Your assignment: In the listing below, locate the line that contains "Target: arched window opening" and the line that contains "Target: stone arch". Restate word for word those two lines and every line between them, and nothing else.

Record set:

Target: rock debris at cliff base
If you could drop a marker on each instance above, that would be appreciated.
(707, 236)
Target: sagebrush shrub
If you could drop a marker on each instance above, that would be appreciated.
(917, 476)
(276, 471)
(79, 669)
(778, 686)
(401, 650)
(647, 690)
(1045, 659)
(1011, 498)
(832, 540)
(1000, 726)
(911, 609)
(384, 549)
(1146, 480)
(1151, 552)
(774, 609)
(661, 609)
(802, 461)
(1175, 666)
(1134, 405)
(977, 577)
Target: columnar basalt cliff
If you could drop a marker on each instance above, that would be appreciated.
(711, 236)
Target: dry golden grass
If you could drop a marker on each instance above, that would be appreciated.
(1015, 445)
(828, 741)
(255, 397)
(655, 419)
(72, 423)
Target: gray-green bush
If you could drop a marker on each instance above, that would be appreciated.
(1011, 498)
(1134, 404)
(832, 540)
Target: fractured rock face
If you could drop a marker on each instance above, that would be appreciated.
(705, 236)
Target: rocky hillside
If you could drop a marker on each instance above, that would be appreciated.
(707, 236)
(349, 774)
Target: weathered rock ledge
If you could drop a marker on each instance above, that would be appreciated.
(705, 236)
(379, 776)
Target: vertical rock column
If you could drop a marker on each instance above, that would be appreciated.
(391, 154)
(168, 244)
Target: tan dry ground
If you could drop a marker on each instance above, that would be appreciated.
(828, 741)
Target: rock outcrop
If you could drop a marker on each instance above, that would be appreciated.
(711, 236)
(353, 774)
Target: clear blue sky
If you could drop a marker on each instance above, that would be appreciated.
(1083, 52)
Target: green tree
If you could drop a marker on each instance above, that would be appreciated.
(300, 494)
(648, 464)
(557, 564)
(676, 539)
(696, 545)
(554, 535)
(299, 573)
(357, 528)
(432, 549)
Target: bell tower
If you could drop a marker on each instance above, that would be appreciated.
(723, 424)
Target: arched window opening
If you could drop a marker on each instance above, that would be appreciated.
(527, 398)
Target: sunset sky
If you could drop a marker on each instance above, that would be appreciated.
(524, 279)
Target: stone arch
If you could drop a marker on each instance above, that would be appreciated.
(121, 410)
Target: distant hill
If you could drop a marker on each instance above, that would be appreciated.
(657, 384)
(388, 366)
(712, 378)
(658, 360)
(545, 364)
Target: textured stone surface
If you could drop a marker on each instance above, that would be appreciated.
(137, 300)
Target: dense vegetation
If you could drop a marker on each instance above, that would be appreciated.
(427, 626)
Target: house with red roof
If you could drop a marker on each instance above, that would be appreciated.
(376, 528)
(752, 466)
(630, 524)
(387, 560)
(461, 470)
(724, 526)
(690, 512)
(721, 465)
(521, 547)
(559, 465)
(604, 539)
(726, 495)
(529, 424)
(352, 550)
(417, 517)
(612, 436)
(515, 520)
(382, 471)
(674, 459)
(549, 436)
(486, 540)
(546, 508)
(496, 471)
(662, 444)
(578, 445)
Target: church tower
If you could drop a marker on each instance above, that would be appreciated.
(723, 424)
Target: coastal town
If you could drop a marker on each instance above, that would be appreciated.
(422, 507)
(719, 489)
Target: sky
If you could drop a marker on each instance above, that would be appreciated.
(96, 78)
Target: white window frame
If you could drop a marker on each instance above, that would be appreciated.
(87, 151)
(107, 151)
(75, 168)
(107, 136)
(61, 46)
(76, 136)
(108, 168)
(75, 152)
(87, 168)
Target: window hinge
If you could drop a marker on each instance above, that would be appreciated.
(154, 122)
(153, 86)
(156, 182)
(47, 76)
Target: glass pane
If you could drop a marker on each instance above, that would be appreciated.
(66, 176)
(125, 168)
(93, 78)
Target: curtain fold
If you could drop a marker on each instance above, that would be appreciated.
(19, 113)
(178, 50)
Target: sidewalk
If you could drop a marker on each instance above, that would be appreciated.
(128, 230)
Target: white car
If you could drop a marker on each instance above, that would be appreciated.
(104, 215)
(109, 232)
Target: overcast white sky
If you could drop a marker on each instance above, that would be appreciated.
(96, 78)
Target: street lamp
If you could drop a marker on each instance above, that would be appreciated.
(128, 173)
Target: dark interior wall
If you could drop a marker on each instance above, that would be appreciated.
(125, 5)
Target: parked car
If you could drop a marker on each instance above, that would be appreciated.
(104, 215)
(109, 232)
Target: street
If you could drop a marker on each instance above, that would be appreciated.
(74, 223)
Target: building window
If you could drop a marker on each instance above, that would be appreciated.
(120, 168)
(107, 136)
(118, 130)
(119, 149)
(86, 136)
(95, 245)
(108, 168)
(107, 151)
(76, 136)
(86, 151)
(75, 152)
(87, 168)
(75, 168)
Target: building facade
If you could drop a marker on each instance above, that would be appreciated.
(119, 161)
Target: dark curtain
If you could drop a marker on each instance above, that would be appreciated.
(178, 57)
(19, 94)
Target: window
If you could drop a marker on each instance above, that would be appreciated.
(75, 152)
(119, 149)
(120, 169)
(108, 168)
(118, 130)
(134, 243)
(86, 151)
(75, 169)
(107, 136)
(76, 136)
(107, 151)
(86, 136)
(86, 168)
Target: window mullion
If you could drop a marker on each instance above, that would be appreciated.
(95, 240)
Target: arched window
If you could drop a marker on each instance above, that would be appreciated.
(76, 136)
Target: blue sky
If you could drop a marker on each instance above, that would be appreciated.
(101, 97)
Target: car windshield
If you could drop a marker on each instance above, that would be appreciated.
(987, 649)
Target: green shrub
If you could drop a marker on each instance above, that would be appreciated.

Response to this task:
Target: arched window opening
If you could drop a marker on each instance above, that would be appreciated.
(527, 398)
Target: sunset sky
If you could drop a marker on each instance above, that would be appreciated.
(524, 279)
Target: stone arch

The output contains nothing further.